Text section:

As counselors and social service workers, one thing we learned in grad school was to check in with our clients at each session to see how they felt about the work being done during the session. We were taught that it was a way for us to get consistent feedback about the therapy process and our relationship with the client. As group practice owners, striking the right balance of providing clinicians with autonomy and ensuring that clients can give feedback about the practice and staff can sometimes feel like a tightrope walk.
First things first: We should, as clinicians first and as a business second, be sure we know how clients feel about their work in sessions. That is how we grow, make changes, and give ourselves a nod of a job well done.
Secondly, it’s standard business to have a way of evaluating employees’ work. In any business, the work we do has to be measured so that we know where we need support, and as business owners, where there are gaps in how our clients are being supported. Group practice owners who don’t have a structure for receiving feedback from clients about their experiences are missing information about how the clinicians (and administrative staff) in the practice are doing. We rarely get to see how the therapists we hire do therapy, so we need to ask the right questions during the interview process and make sure we have a process for evaluating their work.
So, how can we get feedback from clients about our clinicians’ and administrative staffs’ work? Surveys.
There are great rating scales made by Scott Miller specifically for outpatient counseling practices called the Outcome Rating Scale and Session Rating Scale. The Outcome Rating Scale was made for clients who have completed treatment or are ending treatment and asks general overall session experience. The Session Rating Scale is meant to be given to clients after each session to gauge in-the-moment feedback.

Records supplied:
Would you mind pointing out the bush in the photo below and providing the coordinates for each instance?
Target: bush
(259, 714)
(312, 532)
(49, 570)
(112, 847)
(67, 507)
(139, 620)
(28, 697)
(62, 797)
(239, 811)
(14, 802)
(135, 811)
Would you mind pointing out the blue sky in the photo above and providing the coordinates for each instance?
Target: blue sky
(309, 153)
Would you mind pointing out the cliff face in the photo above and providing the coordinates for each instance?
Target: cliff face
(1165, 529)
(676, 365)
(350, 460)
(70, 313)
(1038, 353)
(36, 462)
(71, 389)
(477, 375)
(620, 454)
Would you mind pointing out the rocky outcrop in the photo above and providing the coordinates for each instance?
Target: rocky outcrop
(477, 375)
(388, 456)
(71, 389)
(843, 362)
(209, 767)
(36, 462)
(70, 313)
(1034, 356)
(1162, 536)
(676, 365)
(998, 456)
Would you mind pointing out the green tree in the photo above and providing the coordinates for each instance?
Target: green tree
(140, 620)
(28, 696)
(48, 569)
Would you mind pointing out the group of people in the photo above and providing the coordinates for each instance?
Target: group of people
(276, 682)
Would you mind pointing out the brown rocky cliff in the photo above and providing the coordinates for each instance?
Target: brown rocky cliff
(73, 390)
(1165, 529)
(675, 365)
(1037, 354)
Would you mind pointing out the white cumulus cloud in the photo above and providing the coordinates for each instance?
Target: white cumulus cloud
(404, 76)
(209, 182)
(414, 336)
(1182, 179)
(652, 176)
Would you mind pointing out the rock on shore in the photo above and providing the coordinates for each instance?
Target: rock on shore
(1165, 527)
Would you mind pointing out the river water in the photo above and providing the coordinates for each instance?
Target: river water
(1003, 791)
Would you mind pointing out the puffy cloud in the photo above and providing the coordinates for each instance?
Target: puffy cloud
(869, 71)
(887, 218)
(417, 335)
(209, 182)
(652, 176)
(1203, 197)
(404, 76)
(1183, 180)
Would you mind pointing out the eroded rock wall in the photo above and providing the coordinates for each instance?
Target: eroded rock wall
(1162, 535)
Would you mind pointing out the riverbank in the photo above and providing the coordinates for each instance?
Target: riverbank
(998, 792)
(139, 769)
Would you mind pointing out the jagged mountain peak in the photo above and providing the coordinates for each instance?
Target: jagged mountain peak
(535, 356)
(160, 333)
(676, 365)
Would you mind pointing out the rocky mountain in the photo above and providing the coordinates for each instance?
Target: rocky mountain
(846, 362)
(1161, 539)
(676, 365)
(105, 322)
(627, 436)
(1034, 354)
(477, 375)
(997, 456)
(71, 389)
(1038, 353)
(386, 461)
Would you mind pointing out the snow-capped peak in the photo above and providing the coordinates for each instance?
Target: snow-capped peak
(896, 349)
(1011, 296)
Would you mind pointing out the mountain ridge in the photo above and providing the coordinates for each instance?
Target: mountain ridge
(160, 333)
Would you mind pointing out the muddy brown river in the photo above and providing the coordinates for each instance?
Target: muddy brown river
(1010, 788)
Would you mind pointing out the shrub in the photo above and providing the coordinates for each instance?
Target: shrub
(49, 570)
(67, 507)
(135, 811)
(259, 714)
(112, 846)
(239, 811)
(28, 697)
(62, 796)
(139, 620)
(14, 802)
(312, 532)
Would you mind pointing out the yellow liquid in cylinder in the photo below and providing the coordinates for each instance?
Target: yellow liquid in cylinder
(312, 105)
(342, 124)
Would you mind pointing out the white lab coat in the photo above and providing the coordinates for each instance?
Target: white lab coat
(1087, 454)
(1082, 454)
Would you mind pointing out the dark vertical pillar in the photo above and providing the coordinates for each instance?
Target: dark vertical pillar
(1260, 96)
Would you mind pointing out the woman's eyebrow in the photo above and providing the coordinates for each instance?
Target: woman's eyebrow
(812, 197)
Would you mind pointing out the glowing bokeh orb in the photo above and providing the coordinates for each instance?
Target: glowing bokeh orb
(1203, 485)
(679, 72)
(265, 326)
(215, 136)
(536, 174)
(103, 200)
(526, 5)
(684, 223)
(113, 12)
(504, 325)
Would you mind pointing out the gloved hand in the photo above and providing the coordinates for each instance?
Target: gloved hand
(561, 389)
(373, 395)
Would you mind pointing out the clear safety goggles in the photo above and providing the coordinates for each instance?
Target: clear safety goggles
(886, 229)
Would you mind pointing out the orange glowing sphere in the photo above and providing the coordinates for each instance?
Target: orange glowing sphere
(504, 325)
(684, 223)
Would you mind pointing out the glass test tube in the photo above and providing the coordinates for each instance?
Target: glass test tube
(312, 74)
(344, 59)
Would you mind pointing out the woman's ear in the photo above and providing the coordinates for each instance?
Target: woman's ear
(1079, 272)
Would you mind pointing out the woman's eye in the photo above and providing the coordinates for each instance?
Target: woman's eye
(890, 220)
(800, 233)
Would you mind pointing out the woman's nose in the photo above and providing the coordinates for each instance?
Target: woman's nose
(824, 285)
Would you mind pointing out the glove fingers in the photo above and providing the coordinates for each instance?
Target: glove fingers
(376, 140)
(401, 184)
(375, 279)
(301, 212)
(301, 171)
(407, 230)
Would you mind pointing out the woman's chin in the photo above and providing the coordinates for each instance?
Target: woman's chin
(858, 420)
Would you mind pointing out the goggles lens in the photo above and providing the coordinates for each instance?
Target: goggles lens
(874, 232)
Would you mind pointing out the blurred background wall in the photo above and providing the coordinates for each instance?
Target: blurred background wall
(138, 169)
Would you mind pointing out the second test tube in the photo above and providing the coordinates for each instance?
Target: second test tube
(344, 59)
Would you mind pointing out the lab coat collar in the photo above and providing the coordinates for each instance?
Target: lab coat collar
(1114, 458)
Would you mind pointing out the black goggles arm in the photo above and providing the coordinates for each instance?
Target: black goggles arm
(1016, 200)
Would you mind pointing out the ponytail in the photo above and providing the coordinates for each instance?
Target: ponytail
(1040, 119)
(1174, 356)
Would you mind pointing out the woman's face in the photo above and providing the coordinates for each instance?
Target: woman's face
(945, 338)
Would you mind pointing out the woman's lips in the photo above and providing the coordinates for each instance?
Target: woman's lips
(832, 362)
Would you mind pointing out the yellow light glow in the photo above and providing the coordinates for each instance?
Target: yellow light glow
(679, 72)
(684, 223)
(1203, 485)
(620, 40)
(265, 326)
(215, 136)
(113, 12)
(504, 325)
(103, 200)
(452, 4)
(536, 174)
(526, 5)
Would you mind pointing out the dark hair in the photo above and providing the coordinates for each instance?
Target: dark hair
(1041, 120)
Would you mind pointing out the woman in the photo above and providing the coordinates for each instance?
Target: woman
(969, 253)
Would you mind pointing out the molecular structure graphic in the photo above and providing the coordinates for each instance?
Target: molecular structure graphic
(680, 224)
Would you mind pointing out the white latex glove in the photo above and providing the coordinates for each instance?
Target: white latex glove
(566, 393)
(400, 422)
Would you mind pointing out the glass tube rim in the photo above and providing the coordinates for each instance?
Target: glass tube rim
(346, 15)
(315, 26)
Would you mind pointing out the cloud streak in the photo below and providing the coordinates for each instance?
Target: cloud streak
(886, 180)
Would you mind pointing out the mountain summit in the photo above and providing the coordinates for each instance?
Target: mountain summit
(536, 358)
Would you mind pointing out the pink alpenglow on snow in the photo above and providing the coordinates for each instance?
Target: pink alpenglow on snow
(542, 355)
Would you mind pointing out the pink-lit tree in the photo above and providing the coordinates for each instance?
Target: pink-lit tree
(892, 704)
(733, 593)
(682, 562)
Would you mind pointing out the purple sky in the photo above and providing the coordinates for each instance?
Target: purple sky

Activity 1: Retype the stretch of the client feedback passage from "First things first: We" through "job well done.".
Activity 2: Please extend the client feedback passage, starting after its final sentence.

Written answer 1:
First things first: We should, as clinicians first and as a business second, be sure we know how clients feel about their work in sessions. That is how we grow, make changes, and give ourselves a nod of a job well done.

Written answer 2:
I’ve found that these rating scales are great but are missing some crucial questions that group practice owners need to get the full picture on client satisfaction beyond just the session itself. To get the full picture, it’s important to measure additional aspects of your group practice that the client may encounter, like administrative, billing, and reception departments. To do this, you’ll want to build your own rating scale. What I’ve done is adapted Scott Miller’s ORS and SRS by adding questions related to the different departments in our practice that clients will encounter.
Here are some tips for conducting surveys:
- Regularly schedule client satisfaction surveys. It is easy to forget to send them, and the best way to measure satisfaction is to do so consistently (think once a month, quarterly, yearly, etc.).
- Be sure that your survey measures what you want it to measure. Questions that don’t measure what you intend are a waste of a client’s time and do not encourage trust from clients.
- Find a simple way for clients to complete the surveys. Having clinicians hand them to clients is one way, and having an iPad in the office with a Google Forms (if you have Google Business with a BAA, it’s HIPAA compliant) survey is a great option. Google Forms can score the data for you as well.
- Make sure to do something positive with your collected data. Nothing is less helpful than collecting surveys and not interpreting the data and making changes to improve the processes and clinical support in your practice.